GIVEN TASK: Count the lines in the data below that contain the string "debris", treating uppercase and lowercase as different, and give only the number.

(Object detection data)
───

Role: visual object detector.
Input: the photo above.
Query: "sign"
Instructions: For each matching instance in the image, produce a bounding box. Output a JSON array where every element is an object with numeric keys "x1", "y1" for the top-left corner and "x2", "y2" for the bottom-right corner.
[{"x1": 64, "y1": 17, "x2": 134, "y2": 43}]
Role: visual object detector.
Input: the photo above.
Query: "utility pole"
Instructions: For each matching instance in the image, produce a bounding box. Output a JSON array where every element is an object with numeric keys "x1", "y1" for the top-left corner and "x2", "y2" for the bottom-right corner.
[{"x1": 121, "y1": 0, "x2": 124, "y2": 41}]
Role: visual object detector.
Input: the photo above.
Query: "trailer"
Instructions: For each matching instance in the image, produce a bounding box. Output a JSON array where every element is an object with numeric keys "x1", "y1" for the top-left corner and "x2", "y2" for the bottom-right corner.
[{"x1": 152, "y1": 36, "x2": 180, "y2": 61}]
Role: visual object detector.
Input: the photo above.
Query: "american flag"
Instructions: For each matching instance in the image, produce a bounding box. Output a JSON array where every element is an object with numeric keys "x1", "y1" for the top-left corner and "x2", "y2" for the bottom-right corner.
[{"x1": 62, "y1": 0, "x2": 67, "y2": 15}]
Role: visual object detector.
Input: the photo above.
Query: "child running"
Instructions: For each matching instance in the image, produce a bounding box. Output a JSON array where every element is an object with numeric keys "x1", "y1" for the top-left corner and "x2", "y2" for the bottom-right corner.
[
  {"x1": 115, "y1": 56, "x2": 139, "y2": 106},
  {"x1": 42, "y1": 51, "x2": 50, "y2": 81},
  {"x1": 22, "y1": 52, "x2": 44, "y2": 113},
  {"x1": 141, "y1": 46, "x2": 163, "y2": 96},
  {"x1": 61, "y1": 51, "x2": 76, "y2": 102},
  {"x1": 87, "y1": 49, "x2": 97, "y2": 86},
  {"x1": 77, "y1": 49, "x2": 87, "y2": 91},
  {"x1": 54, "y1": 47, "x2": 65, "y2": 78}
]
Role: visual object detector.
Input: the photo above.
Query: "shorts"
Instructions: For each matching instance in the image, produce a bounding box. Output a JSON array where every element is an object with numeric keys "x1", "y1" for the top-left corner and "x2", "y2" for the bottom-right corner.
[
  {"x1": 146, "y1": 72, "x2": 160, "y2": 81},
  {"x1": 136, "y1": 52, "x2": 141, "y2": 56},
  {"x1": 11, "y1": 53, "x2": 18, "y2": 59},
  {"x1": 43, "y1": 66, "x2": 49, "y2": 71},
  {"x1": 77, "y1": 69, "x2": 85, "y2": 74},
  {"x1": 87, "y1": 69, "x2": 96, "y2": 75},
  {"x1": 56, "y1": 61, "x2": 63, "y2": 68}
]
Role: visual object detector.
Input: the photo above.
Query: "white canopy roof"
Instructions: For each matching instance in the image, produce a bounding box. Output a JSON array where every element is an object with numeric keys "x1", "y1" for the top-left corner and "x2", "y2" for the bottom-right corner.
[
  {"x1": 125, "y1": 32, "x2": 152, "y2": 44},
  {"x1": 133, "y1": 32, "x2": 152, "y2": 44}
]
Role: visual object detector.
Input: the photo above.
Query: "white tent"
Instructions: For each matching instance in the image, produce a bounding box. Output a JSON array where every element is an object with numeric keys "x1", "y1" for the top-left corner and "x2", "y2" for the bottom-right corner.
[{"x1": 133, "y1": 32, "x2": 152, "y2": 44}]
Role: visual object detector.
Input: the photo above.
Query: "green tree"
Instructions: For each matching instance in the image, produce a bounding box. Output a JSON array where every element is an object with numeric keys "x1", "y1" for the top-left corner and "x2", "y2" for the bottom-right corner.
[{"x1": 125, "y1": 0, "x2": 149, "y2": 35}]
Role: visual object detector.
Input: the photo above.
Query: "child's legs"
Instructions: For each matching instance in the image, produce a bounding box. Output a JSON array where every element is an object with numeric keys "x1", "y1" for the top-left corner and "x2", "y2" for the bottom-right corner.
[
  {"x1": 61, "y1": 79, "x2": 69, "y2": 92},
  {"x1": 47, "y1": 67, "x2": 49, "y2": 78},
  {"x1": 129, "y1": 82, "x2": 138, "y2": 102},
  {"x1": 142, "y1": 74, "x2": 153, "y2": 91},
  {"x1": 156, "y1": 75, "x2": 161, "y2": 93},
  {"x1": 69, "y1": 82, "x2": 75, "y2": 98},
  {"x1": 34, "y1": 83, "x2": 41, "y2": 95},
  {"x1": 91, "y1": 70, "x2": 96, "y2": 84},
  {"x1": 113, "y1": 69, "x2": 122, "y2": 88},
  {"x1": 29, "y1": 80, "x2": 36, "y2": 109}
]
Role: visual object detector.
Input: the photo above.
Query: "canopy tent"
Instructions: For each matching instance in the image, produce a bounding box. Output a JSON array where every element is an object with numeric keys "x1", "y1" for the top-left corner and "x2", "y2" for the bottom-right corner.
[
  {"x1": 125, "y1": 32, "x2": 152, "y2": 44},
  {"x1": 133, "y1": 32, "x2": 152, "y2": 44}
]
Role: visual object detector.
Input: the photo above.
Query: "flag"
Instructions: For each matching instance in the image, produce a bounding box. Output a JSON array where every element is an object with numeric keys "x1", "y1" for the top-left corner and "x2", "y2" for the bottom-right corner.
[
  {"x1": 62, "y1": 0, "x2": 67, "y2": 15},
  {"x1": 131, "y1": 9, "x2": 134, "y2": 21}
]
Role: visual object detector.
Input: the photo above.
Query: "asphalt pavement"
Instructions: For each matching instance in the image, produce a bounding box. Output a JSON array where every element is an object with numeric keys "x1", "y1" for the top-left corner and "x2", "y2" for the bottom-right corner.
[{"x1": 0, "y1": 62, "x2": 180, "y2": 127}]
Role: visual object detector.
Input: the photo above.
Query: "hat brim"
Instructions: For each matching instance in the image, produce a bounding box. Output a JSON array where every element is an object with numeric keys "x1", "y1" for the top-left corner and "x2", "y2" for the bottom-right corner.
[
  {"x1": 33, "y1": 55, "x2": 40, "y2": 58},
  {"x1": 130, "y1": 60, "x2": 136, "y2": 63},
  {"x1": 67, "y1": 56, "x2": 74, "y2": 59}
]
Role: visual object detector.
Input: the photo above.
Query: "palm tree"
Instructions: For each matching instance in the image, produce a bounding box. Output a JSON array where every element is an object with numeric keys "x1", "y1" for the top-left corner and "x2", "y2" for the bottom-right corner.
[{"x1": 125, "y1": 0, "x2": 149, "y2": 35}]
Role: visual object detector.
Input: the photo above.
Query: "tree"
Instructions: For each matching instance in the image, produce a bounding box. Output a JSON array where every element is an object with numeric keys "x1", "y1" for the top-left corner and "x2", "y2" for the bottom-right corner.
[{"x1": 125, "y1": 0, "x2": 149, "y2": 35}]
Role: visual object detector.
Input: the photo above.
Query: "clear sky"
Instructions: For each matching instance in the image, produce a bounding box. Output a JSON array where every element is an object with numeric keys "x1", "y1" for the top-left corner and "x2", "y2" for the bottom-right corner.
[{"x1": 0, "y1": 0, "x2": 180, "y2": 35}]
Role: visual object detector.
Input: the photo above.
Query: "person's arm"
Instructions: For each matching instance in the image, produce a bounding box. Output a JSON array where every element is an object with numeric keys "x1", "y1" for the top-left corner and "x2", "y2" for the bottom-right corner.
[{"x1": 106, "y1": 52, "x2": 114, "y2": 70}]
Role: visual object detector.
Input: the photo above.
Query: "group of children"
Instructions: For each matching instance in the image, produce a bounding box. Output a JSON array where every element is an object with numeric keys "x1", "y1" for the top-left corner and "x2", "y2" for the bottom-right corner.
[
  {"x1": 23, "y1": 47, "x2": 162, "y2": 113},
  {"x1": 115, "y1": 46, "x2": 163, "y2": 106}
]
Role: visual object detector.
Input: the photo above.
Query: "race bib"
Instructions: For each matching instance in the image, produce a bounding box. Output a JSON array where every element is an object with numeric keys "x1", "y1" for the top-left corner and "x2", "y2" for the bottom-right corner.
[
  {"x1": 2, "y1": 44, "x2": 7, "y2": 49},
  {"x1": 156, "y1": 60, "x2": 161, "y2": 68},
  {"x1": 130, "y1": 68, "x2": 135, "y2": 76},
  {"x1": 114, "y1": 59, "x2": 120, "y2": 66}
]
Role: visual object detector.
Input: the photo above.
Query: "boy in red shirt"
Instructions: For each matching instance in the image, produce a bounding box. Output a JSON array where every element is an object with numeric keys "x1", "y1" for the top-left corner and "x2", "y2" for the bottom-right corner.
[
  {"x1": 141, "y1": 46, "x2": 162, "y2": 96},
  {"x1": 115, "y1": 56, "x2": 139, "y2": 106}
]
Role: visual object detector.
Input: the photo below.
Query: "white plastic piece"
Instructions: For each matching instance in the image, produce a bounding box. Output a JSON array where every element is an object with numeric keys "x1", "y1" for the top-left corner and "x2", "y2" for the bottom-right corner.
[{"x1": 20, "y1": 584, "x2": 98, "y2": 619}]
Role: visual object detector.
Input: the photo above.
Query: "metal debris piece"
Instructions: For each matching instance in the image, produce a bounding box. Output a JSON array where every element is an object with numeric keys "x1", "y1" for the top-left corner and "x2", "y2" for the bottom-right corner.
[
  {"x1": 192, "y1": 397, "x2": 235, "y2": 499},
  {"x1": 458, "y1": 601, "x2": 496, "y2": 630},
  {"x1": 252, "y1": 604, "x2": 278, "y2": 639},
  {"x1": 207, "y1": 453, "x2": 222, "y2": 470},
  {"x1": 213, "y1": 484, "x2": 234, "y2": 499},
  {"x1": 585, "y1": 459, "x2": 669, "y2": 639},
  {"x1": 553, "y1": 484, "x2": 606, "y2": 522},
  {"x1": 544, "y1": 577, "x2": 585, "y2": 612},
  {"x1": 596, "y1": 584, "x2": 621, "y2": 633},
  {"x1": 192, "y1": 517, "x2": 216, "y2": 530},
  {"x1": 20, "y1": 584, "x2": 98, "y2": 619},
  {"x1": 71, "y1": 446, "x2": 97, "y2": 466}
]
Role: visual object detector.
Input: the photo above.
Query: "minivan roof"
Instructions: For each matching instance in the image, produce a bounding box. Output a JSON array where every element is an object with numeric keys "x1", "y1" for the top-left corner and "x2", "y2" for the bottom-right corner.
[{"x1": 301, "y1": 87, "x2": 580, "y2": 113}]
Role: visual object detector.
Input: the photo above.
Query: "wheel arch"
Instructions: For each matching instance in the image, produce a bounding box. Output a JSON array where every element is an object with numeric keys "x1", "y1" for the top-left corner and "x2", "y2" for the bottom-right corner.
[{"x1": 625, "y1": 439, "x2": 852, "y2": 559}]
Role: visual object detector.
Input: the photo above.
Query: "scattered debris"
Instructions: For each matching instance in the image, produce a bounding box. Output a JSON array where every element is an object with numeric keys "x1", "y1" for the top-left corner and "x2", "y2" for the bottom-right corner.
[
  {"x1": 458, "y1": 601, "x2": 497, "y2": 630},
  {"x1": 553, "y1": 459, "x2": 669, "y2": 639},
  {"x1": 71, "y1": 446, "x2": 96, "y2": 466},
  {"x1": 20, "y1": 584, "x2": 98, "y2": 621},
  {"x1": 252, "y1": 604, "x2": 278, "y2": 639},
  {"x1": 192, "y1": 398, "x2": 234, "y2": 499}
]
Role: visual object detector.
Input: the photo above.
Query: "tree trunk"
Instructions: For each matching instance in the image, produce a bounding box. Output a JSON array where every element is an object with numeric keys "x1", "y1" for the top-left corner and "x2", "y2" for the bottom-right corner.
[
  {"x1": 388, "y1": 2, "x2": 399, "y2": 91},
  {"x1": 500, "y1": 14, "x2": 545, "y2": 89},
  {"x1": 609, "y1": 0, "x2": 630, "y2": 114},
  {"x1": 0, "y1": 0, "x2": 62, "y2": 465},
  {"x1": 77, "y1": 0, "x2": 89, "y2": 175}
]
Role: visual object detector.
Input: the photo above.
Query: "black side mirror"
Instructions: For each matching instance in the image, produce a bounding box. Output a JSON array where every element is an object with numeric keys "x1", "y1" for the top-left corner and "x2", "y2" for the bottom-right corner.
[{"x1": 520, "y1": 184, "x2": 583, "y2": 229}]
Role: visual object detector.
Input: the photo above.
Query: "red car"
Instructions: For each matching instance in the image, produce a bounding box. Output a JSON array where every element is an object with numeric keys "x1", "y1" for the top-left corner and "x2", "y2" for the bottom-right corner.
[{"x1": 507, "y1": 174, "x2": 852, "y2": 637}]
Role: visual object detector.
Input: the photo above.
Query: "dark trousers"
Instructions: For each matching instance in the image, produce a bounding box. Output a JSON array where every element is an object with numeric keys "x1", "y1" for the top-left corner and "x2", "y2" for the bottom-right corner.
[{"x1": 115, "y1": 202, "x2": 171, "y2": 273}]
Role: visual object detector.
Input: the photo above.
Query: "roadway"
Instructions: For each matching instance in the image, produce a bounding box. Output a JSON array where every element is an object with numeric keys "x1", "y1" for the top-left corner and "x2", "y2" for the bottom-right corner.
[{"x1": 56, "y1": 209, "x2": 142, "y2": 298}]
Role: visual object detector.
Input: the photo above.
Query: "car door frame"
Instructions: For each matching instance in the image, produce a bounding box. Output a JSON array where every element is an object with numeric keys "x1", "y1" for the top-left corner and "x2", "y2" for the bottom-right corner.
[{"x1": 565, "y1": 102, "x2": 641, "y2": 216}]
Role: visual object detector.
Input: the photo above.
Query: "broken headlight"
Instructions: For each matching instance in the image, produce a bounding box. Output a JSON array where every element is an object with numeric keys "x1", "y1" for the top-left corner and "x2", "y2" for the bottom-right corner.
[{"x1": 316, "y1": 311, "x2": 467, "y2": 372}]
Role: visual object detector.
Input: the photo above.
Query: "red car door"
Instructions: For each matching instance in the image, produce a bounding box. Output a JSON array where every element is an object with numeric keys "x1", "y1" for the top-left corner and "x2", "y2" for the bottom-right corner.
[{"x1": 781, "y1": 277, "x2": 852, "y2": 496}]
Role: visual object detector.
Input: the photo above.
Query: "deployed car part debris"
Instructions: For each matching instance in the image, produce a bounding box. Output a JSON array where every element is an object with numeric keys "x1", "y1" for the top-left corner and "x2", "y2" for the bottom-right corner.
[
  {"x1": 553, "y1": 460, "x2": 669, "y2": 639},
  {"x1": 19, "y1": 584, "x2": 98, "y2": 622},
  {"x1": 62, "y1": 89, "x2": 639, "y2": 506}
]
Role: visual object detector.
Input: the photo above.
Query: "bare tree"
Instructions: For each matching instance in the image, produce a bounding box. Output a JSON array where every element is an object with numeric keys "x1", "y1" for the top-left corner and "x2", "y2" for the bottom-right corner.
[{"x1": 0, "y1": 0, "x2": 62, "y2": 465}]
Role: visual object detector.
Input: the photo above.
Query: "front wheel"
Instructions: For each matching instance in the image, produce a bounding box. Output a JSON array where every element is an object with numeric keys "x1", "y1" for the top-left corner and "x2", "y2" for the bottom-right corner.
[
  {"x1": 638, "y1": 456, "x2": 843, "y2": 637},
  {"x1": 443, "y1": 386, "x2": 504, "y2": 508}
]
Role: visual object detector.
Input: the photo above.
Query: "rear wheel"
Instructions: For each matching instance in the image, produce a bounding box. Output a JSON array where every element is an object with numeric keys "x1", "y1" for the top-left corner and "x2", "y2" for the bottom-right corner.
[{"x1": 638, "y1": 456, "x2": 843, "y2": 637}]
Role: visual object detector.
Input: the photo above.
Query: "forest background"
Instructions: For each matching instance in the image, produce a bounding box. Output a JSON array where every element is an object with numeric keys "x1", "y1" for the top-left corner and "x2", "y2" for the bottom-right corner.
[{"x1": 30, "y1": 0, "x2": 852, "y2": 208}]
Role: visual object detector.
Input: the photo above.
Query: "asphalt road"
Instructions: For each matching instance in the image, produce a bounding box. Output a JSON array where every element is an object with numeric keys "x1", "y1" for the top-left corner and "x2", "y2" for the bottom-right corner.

───

ANSWER TO THE TASK: 3